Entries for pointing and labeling

>>>>>

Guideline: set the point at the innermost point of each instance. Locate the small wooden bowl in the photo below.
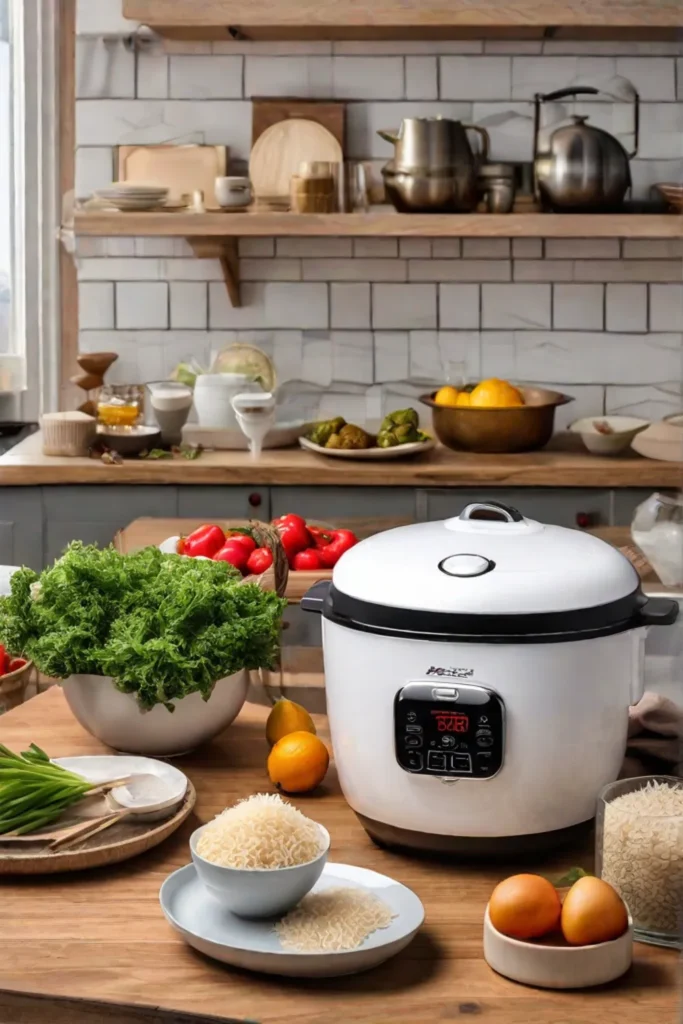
(545, 966)
(522, 428)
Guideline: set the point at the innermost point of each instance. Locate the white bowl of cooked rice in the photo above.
(260, 857)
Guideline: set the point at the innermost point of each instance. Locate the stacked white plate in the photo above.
(133, 196)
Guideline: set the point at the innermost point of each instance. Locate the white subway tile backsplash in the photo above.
(205, 78)
(375, 248)
(368, 78)
(666, 307)
(579, 307)
(314, 248)
(95, 305)
(189, 305)
(485, 248)
(94, 169)
(415, 248)
(653, 77)
(421, 78)
(291, 76)
(349, 305)
(141, 305)
(404, 306)
(475, 78)
(459, 306)
(515, 306)
(460, 269)
(627, 307)
(270, 269)
(391, 355)
(582, 249)
(354, 269)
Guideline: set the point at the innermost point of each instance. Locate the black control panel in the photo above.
(455, 731)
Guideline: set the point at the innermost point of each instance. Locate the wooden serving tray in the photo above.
(121, 842)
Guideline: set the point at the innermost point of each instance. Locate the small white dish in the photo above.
(259, 892)
(623, 430)
(254, 944)
(557, 967)
(371, 455)
(107, 767)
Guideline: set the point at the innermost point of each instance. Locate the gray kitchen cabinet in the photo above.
(22, 526)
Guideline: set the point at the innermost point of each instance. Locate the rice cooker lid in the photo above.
(503, 574)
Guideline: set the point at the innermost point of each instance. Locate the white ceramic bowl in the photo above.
(624, 430)
(117, 719)
(557, 967)
(259, 892)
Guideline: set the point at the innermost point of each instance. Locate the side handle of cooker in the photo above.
(313, 599)
(658, 611)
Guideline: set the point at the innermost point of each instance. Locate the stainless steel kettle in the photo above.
(579, 166)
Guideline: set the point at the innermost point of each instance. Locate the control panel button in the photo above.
(461, 763)
(436, 761)
(466, 565)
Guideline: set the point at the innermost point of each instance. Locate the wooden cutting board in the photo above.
(279, 153)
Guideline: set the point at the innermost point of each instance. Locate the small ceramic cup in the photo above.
(232, 192)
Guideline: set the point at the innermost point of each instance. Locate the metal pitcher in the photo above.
(428, 144)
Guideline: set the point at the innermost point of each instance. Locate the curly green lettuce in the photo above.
(161, 626)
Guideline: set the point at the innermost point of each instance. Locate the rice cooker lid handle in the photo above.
(506, 512)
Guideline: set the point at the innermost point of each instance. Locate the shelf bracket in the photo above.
(225, 251)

<<<<<

→ **STATED GOAL**:
Rewrite the data starting with the line that contains "board in the photo above." and going on through the end of the data, keeping every line in full. Scale only the coordinates in the answers by 0.95, and round each result to a whole number with halves rounded up.

→ **FINAL ANSWER**:
Guideline: set the point at the innermost point of each instance. Locate the wooden cutting board in the photo above.
(265, 145)
Guideline: set the point at the innermost point of each instance. Locate the small ceramic cup in the photo above.
(220, 182)
Guideline: set the point at the innermost point of each instance. Locate the metal pitcher in the photo above.
(407, 137)
Guideline: set the point at the innermost point of each instance. Locate the curly green lettuce in the photo above.
(153, 595)
Guideline: set the point at the innermost point of each instance. Locate the rice cooker lid handle in the photo above.
(481, 486)
Guideline: set the point at the innermost point of each instance. Locate the shelf bracket in the photo above.
(214, 238)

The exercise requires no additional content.